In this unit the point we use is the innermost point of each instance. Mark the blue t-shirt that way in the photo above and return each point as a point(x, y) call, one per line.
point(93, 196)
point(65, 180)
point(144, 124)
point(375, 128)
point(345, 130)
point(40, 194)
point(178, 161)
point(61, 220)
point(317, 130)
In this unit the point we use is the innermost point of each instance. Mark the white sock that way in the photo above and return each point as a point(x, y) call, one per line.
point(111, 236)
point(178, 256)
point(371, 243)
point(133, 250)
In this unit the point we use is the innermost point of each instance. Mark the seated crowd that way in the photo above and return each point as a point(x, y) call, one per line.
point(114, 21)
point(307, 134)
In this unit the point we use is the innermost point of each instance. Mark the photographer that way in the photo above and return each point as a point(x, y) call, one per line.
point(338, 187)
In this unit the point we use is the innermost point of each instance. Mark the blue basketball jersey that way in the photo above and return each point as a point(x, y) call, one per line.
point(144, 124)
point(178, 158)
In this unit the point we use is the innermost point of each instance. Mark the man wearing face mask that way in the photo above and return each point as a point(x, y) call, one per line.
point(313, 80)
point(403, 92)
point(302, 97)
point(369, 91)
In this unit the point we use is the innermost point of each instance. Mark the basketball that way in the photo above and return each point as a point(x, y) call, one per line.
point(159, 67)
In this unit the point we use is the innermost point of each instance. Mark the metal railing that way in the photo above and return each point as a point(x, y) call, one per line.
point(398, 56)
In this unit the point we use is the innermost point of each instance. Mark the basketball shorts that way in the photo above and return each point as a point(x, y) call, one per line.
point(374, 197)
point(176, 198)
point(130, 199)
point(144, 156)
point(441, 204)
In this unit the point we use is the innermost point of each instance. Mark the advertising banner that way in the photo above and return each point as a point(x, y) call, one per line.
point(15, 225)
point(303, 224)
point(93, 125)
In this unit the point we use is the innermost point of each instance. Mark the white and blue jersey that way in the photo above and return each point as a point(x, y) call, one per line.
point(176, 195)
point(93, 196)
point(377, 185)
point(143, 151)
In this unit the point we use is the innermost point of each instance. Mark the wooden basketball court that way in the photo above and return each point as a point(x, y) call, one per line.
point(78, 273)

◇ ◇ ◇ ◇ ◇ ◇ ◇

**EXERCISE REQUIREMENTS:** Render the items above as a two-column CSV with the header columns "item" and "answer", one row per item, placing each item's text and its answer in a single quoted field each, with line breaks turned into spaces.

**OUTPUT BELOW:**
item,answer
"In this unit the point we use is the innermost point of each instance. Mark the blue t-shirt that way in the photo above and return each point as a point(x, y) call, one per line.","point(93, 196) point(65, 180) point(144, 124) point(375, 128) point(345, 130) point(40, 194) point(178, 161) point(61, 220) point(317, 130)"
"In this unit the point we use is the innermost point of each instance. Mark the white sock that way in the photo above and return each point as a point(x, y) call, one per line.","point(111, 236) point(178, 256) point(371, 243) point(133, 250)"
"In this unit the point we use is the innermost point of each instance. Mark the seated crowd that way in the photo above and return each point as a point(x, y) call, one per line.","point(114, 21) point(307, 134)"
"In this unit the point we use is the innermost point of each instance. Mark the photographer that way in the photo above and return each point as a point(x, y) call, one per line.","point(338, 187)"
"In this unit the point we use is the innermost point of each instance. Mark the blue basketball jersey that way in the photo above and return each point as a point(x, y) call, one per line.","point(144, 124) point(178, 158)"
"In this unit the point we use is the innermost point of each instance. Mark the man wearing face mask that way in the photo above and return each point as a point(x, y) call, one per line.","point(313, 80) point(403, 92) point(302, 97) point(369, 91)"
"In this unit the point we use is the innermost point of each instance. Mark the basketball that way in the photo above and return each point as a point(x, y) call, one per line.","point(159, 67)"
"In this unit the point we use is the innermost point of each instance. Mark the metal railing that way in the photo above and return each point as a point(x, y) call, one per line.","point(398, 56)"
"In this unit the point we use is the innermost point of each instance. Mark the basketball shorts that way in the photo above and return each point as a point(x, y) call, one per line.","point(374, 197) point(176, 198) point(130, 199) point(144, 156) point(441, 204)"
"In this unit the point we use is the innermost point of each instance. Mark the advertising banner that way in the photo above and return each point as a point(x, y) call, one per line.","point(15, 225) point(303, 224) point(93, 125)"
"In this unit the point we use is the innermost point of each instance. Mark the white and blue jersey that way in the photo above and return each point as a point(x, y) call, one per line.","point(176, 195) point(93, 196) point(377, 185) point(143, 151)"
"In this unit the point we use is the innermost point of each instance. Mark the wooden basketball court that way in the photo above and return each point as a point(x, y) call, one per line.","point(78, 273)"